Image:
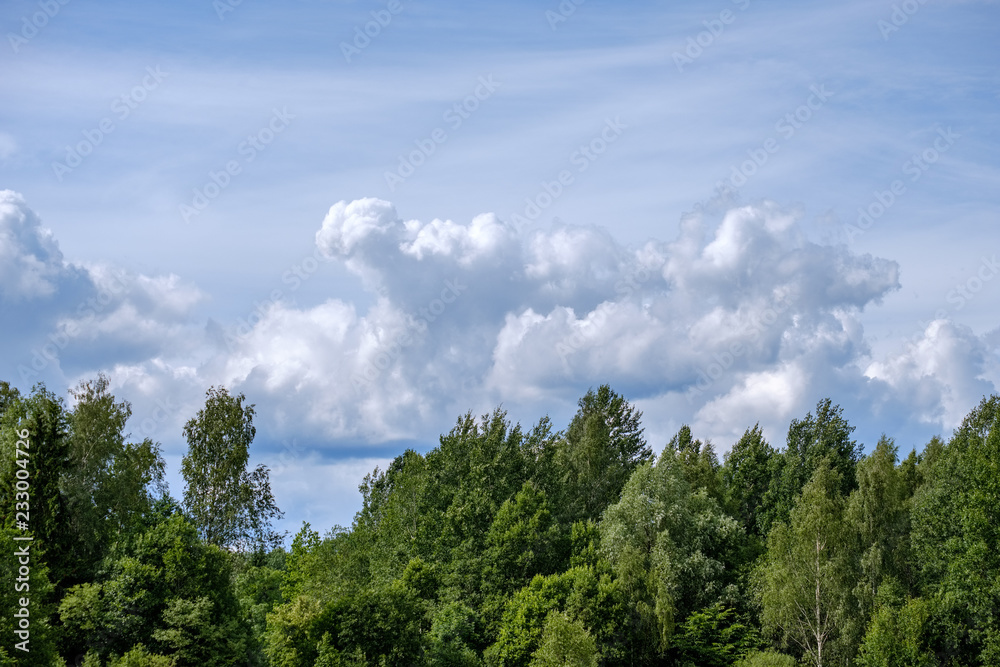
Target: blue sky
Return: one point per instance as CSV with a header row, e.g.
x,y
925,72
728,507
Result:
x,y
666,197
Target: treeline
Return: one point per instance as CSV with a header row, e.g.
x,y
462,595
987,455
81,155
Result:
x,y
504,546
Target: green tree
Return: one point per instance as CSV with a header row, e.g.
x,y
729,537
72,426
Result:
x,y
232,506
878,515
806,577
565,643
108,481
167,591
747,476
825,435
699,462
955,533
603,445
898,637
672,551
39,421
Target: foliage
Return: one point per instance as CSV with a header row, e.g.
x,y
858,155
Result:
x,y
565,642
232,506
806,575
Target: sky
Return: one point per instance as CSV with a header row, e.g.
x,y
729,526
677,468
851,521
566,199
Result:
x,y
371,218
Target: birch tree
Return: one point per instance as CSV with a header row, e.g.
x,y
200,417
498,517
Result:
x,y
805,579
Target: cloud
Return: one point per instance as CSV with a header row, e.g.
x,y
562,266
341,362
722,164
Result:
x,y
75,318
739,318
31,264
8,147
942,374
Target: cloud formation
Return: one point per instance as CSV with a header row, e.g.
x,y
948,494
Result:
x,y
738,318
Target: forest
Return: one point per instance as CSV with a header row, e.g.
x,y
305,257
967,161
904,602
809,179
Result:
x,y
501,546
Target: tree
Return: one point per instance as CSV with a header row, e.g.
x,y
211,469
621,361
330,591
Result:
x,y
167,591
672,551
955,533
231,506
603,445
108,481
40,422
747,476
699,462
825,435
565,643
878,514
806,574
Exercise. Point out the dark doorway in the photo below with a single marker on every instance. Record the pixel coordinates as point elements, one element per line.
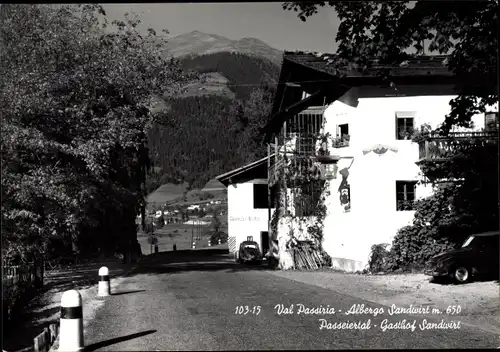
<point>264,240</point>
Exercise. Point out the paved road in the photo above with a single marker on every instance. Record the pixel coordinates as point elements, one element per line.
<point>187,301</point>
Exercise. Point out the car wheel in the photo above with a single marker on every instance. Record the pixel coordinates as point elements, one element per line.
<point>461,274</point>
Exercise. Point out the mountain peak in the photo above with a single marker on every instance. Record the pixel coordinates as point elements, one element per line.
<point>201,43</point>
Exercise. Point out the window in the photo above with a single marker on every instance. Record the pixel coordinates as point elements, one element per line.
<point>306,198</point>
<point>343,130</point>
<point>405,195</point>
<point>404,125</point>
<point>260,200</point>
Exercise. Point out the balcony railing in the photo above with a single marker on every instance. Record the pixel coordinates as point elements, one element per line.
<point>436,147</point>
<point>341,142</point>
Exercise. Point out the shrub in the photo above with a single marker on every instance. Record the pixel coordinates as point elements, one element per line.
<point>413,246</point>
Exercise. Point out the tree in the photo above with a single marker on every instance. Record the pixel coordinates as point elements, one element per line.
<point>466,30</point>
<point>76,105</point>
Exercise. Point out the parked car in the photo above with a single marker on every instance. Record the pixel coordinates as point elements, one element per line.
<point>478,256</point>
<point>249,252</point>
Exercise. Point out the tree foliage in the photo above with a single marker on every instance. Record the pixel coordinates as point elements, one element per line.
<point>76,106</point>
<point>390,30</point>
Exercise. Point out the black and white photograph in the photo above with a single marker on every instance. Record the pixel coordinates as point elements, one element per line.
<point>315,175</point>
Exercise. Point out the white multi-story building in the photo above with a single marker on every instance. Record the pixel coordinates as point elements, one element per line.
<point>370,187</point>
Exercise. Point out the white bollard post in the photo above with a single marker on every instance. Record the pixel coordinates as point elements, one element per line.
<point>104,288</point>
<point>71,323</point>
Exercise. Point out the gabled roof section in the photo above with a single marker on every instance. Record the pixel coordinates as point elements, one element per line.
<point>423,65</point>
<point>317,74</point>
<point>241,171</point>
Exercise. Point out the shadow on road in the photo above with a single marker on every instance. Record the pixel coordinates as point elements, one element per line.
<point>126,292</point>
<point>110,342</point>
<point>193,260</point>
<point>30,319</point>
<point>448,281</point>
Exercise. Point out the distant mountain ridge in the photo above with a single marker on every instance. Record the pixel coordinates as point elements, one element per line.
<point>199,43</point>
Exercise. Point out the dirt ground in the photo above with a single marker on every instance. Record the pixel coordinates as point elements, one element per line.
<point>44,309</point>
<point>479,302</point>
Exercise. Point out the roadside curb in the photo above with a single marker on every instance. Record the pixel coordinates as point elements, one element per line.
<point>55,344</point>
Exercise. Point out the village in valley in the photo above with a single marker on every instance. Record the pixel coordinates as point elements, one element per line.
<point>198,191</point>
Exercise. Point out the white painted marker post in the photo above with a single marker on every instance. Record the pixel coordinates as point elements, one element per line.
<point>104,288</point>
<point>71,323</point>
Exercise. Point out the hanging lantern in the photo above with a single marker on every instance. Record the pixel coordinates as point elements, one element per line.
<point>331,171</point>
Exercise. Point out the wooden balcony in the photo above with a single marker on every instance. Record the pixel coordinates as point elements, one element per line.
<point>434,147</point>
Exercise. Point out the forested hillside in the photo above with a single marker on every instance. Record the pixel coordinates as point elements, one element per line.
<point>245,73</point>
<point>209,135</point>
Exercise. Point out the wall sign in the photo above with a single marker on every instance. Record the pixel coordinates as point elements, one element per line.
<point>244,218</point>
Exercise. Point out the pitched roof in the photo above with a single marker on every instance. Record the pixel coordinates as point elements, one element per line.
<point>422,65</point>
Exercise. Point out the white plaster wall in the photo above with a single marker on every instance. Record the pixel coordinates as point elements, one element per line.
<point>243,219</point>
<point>373,217</point>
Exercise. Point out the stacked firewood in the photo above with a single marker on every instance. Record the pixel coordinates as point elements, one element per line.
<point>306,257</point>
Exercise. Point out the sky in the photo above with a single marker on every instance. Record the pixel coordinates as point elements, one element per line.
<point>266,21</point>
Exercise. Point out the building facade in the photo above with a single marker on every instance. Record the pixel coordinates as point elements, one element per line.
<point>372,179</point>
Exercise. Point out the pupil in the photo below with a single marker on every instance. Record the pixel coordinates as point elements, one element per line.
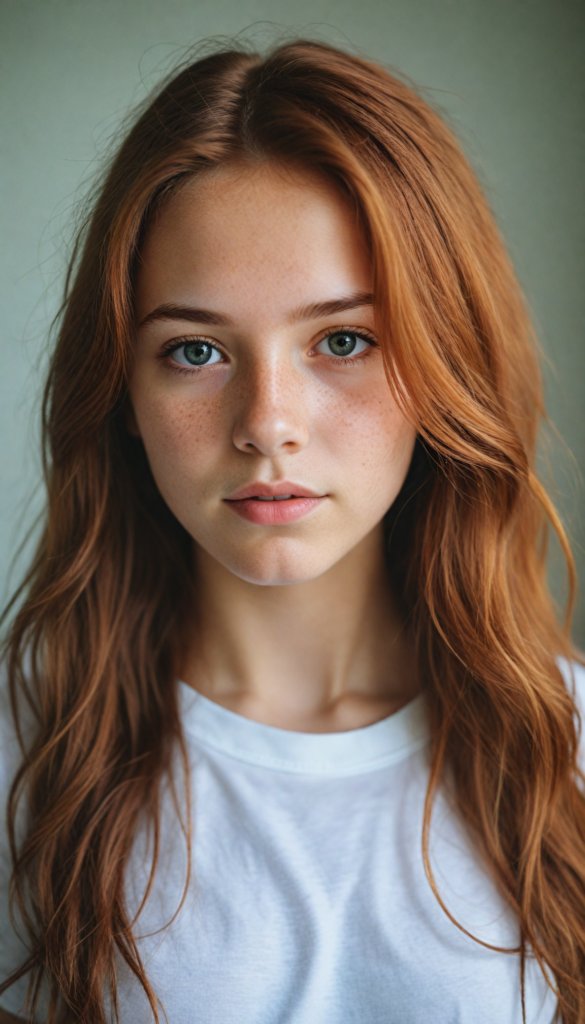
<point>198,352</point>
<point>342,344</point>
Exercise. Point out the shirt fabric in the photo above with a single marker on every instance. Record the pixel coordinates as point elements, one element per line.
<point>308,901</point>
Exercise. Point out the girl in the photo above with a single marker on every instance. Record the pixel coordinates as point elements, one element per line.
<point>291,732</point>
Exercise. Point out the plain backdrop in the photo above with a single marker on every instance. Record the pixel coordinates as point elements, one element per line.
<point>508,74</point>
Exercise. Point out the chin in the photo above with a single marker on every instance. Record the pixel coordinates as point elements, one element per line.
<point>280,563</point>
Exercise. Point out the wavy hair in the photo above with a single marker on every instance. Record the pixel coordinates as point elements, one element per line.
<point>97,626</point>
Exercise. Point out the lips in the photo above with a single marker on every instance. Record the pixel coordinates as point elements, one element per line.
<point>281,491</point>
<point>274,504</point>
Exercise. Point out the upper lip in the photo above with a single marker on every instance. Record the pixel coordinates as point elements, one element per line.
<point>272,491</point>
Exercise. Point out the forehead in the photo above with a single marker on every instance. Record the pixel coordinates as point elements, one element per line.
<point>244,238</point>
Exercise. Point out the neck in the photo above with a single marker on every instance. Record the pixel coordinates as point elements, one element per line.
<point>324,655</point>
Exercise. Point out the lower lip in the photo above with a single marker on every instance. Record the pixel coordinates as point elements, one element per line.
<point>274,513</point>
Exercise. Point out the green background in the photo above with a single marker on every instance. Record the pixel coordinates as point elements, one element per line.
<point>508,74</point>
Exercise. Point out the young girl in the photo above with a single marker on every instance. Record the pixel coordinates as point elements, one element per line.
<point>290,731</point>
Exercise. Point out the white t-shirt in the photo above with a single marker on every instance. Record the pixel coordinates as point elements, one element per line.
<point>308,902</point>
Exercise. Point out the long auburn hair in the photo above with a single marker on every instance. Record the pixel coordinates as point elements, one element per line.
<point>95,634</point>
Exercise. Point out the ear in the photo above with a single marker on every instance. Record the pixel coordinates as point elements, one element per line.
<point>130,421</point>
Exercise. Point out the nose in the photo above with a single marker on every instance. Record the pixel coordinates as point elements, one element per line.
<point>270,417</point>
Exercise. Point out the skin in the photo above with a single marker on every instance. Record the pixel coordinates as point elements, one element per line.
<point>297,626</point>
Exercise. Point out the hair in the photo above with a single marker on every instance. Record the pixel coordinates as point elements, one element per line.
<point>95,634</point>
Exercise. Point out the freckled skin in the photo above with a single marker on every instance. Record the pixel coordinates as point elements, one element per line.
<point>255,245</point>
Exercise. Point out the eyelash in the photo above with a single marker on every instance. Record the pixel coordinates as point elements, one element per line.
<point>362,333</point>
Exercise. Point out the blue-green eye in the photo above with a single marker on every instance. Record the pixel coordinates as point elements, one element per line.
<point>196,353</point>
<point>342,344</point>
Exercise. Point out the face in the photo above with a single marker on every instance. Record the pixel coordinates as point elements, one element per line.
<point>258,388</point>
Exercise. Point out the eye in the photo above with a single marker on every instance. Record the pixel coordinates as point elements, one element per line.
<point>196,353</point>
<point>342,344</point>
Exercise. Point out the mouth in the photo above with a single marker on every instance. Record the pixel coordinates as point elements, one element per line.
<point>276,504</point>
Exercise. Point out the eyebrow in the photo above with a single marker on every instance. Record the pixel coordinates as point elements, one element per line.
<point>314,310</point>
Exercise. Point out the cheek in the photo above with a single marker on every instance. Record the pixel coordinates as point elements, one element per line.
<point>181,436</point>
<point>369,435</point>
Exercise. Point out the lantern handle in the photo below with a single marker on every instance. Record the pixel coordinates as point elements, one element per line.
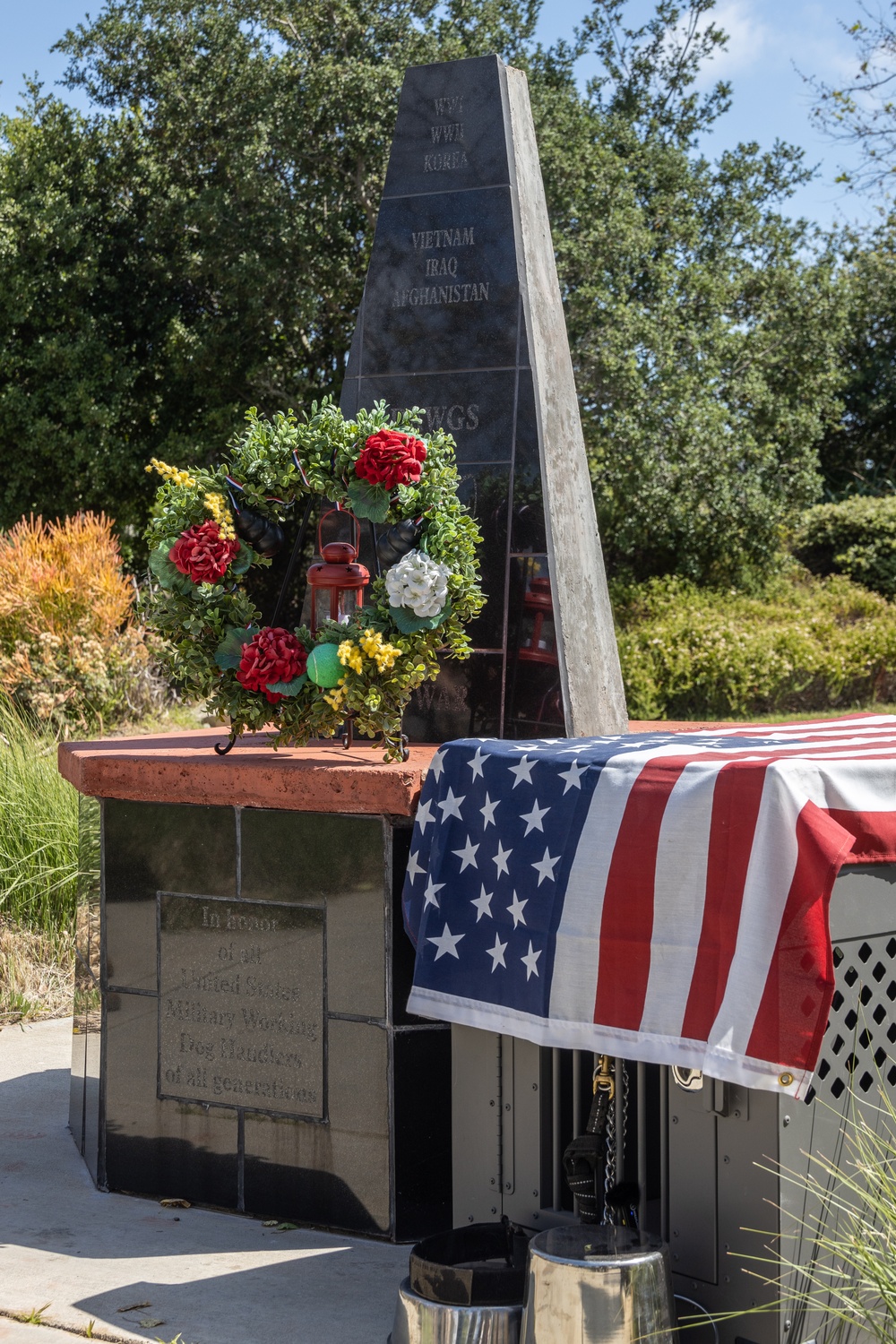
<point>344,513</point>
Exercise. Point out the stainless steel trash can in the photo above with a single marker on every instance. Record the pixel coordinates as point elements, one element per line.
<point>598,1285</point>
<point>422,1322</point>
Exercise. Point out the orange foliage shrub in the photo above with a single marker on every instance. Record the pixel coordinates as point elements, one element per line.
<point>70,650</point>
<point>62,578</point>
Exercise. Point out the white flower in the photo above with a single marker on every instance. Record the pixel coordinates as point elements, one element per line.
<point>418,583</point>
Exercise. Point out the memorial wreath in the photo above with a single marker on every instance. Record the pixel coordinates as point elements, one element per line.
<point>211,524</point>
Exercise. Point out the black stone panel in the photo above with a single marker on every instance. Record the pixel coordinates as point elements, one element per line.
<point>422,1061</point>
<point>450,129</point>
<point>89,882</point>
<point>164,1148</point>
<point>474,408</point>
<point>338,1174</point>
<point>308,857</point>
<point>93,1145</point>
<point>443,289</point>
<point>402,946</point>
<point>152,847</point>
<point>83,980</point>
<point>463,702</point>
<point>333,859</point>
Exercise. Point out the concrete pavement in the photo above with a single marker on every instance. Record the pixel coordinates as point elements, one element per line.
<point>142,1271</point>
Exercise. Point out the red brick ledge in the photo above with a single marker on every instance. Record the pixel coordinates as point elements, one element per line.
<point>183,768</point>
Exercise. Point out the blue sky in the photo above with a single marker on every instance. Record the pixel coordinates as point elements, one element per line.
<point>772,42</point>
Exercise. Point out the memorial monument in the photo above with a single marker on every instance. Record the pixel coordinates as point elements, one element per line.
<point>241,1035</point>
<point>462,317</point>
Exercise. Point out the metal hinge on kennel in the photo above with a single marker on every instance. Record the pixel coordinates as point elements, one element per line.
<point>704,1153</point>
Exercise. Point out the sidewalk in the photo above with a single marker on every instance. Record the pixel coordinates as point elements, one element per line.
<point>212,1279</point>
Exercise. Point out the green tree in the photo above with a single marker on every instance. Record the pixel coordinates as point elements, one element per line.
<point>858,451</point>
<point>702,325</point>
<point>198,244</point>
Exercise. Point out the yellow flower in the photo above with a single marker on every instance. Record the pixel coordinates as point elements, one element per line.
<point>336,696</point>
<point>217,505</point>
<point>375,648</point>
<point>171,473</point>
<point>349,656</point>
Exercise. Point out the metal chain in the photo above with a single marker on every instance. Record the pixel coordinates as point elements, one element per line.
<point>608,1166</point>
<point>621,1080</point>
<point>625,1104</point>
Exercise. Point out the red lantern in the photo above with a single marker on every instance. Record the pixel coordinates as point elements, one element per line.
<point>338,583</point>
<point>538,636</point>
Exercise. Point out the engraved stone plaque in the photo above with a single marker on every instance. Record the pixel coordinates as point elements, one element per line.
<point>241,1004</point>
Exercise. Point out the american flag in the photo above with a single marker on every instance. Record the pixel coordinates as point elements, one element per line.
<point>659,897</point>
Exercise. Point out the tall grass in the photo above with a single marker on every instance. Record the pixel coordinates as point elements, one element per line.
<point>848,1279</point>
<point>38,831</point>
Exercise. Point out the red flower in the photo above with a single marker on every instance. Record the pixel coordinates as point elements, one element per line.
<point>203,553</point>
<point>392,459</point>
<point>274,655</point>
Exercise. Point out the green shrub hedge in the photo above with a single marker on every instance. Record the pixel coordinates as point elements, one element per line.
<point>856,538</point>
<point>805,644</point>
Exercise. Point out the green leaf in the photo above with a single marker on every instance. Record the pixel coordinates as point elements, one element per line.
<point>244,558</point>
<point>230,650</point>
<point>368,500</point>
<point>288,687</point>
<point>410,624</point>
<point>167,572</point>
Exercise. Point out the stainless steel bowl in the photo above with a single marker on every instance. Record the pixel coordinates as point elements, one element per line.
<point>421,1322</point>
<point>598,1285</point>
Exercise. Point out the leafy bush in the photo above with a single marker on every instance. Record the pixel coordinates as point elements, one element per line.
<point>38,830</point>
<point>856,538</point>
<point>804,644</point>
<point>70,652</point>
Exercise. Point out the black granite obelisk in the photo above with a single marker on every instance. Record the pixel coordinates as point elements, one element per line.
<point>462,317</point>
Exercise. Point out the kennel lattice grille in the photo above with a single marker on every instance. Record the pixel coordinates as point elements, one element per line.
<point>861,1027</point>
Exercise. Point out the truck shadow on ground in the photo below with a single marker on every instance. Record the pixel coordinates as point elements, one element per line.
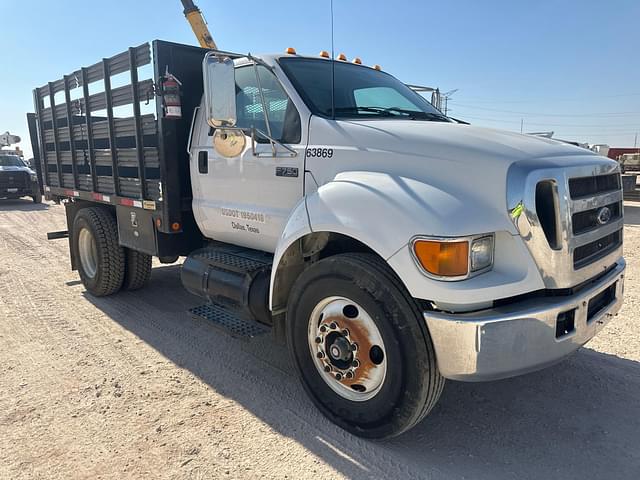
<point>22,205</point>
<point>578,419</point>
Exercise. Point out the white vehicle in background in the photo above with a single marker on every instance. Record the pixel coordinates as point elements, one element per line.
<point>388,246</point>
<point>629,162</point>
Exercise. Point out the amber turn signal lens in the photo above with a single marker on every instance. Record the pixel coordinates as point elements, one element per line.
<point>445,259</point>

PROBLEM DETAILS: Scan the material above line by line for "cloud". State how many lines have it, and nothing more.

SOLUTION FOR THIS EXERCISE: 2